Is the City’s General Fund on the Hook for the Bonds Or Isn’t It?

At the third “Open House” on the arena deal on Saturday morning, March 23rd, at the Pannell Community Center, citizen journalist and blogger Isaac Gonzalez asked city manager John Shirey whether the city’s general fund was liable for repayment of the bonds. Shirey gave a distinctly vague answer: “The city is responsible for the bonds, but not technically.” EOS President Craig Powell then asked Shirey a follow-up question: “Do you expect that the city will be asked to execute an express guaranty of payment of the bonds.” At that point, Shirey called upon city attorney James Sanchez to provide an answer. Sanchez answered in a similarly vague fashion, “The city has some ultimate responsibility for payment of the bonds [italics added].”

Nine hours later, the city staff report was issued. On page 8, it states as follows: “The revenue bonds would not be a debt obligation of the City [italics added].”

We are very troubled by city staff’s less than candid response to a critical, straightforward question: Is the city’s general fund at risk if there is a default on the bonds or is it not? The city council should insist upon a straight answer to this vital question before proceeding further.

Staff Report Provides Misleading Information on Bond Interest Rate

The staff report never mentions the anticipated interest rate on the bonds (5.5-5.75%), nor is there any mention that the anticipated bond rate is several points higher than prevailing muni market rates. Instead, the staff report misleads: “Other revenue streams, such as TOT [are there other, unidentified revenue streams to be pledged?], would provide debt coverage and enhance the ratings of the bonds resulting in lower interest rates” (Staff Report, pg.8). This statement, while technically correct, misleads the council and the public into believing that the bonds would likely enjoy a low to moderate interest rate. In fact, the anticipated rates are sky high for a muni credit.

What is the Import and Impact of a Bond Interest Rate Far Above Market Rates?

An interest rate that is multiple points above market rates is a clear, tangible and irrefutable signal that the credit markets consider the proposed credit to be high risk, meaning at enhanced risk of default. The unsettling truth is that even with the additional pledge of the city’s hotel tax revenues, the market assesses the proposed credit as high risk. While it is uncertain whether the city plans to guaranty payment of the bonds, it appears that even if it does (or has), it would make little difference in the high interest rate demanded by the credit markets.

City treasurer Russ Fehr recently stated that the utilities revenues bonds that the city recently sold were issued at an annual 3.8% interest without a general fund guaranty. According to Fehr, “Indeed, a link to the General Fund, would have weakened this particular credit,” a telling signal of the credit market’s sour perception of the city’s current ability to pay its debts. The issuance of the parking bonds can only degrade the city’s credit rating and raise its future borrowing costs – to the extent it is able to further access the capital markets for additional credit after issuing the proposed parking bonds.

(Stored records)
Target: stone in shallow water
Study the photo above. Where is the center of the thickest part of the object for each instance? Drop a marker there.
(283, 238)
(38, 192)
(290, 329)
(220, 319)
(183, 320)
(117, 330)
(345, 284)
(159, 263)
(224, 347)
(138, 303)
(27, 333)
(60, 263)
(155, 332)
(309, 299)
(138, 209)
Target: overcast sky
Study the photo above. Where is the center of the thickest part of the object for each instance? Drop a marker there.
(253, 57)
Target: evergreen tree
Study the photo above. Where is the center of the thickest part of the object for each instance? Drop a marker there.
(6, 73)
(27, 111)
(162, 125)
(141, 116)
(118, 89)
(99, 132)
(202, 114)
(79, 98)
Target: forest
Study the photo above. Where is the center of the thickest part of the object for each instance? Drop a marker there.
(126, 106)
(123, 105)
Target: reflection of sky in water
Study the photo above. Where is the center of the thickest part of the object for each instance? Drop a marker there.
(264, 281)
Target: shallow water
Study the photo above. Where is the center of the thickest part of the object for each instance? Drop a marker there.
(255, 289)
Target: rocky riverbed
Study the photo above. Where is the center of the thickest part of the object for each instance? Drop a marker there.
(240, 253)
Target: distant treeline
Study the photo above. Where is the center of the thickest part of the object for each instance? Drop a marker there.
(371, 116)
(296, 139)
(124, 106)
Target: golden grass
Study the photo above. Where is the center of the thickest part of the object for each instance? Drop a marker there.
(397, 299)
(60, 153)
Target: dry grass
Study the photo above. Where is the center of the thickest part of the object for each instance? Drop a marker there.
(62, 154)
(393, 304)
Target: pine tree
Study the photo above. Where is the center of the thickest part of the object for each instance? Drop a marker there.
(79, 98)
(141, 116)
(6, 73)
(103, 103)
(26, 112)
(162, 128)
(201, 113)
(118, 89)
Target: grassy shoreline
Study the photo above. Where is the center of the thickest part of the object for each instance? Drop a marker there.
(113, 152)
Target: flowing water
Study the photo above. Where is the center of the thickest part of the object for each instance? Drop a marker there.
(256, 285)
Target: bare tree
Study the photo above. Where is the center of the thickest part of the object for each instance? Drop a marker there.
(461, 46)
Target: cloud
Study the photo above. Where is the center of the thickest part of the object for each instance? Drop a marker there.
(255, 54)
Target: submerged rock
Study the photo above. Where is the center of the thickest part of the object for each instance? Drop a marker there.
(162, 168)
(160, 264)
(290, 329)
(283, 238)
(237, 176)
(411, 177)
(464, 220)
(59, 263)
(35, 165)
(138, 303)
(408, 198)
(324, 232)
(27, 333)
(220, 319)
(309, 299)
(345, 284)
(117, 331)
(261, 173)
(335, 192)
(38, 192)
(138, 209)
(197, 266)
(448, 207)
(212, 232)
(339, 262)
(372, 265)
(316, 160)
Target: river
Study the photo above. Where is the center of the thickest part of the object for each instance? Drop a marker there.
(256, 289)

Given task 1:
Answer these questions about the passage on the arena bonds, one line each:
(a) Where was the third "Open House" on the arena deal held?
(b) What interest rate range does the passage give as anticipated for the bonds?
(c) At what annual interest rate were the city's recent utilities revenue bonds issued?
Given task 2: Write a continuation of the passage on the arena bonds, picking up after its final sentence.

Expected output 1:
(a) At the Pannell Community Center.
(b) 5.5-5.75%.
(c) 3.8%.

Expected output 2:
A recent article in Inside the City magazine (“Future Shock: Time To End the Denial Over the City’s Debt Problems,” by Craig Powell, February 1, 2013 issue) drew attention to Sacramento’s declining credit position: “In October, Moody’s announced that the risk of municipal bankruptcy is especially high in California and that it was reviewing the bond ratings of eight California cities for possible downgrade, Sacramento among them.”

Sacramento would be issuing the parking bonds in the face of growing concerns over California municipal credits and bankruptcies, in general, and the City of Stockton’s recent bankruptcy, in particular. Stockton is the largest municipality in the country to file for a Chapter 9 bankruptcy proceeding – so far. Like city staff is proposing, Stockton spent and borrowed lavishly on a downtown sports arena. The arena failed to meet performance projections and the burden of arena debt has played a significant role in tipping Stockton into bankruptcy. As a further cautionary tale from our southern neighbor, Wells Fargo Bank recently foreclosed on three Stockton parking garages after the city was unable to make bond payments on the garage (Central Valley Business Times, April 11, 2012).

Troubles With Garage Bonds

Garage bond defaults are a fast growing problem across the country. Last October, the owner of the Yankee Stadium’s parking garages defaulted on $237 million of garage bonds, after New York City taxpayers paid $234 million in subsidies to the nonprofit parking operator (TransportationNation.org; October 11, 2012). Scranton, PA, Spokane, WA and other cities are struggling with failed garage bonds.

The New York Times covered the growing number of bond defaults on nonessential civic assets last year:

“Surprised local taxpayers from Stockton, Calif., to Scranton, Pa., are finding themselves obligated for parking garages, hockey arenas and other enterprises that can no longer pay their debts.

Officials have signed them up unknowingly to backstop the bonds of independent authorities, the special bodies of government that run projects like toll roads and power plants. The practice, meant to save governments money, has been gaining popularity without attracting much notice, and is creating problems for a small but growing number of cities. (“With No Vote, Taxpayers Stuck With Tab on Bonds.” June 25, 2012)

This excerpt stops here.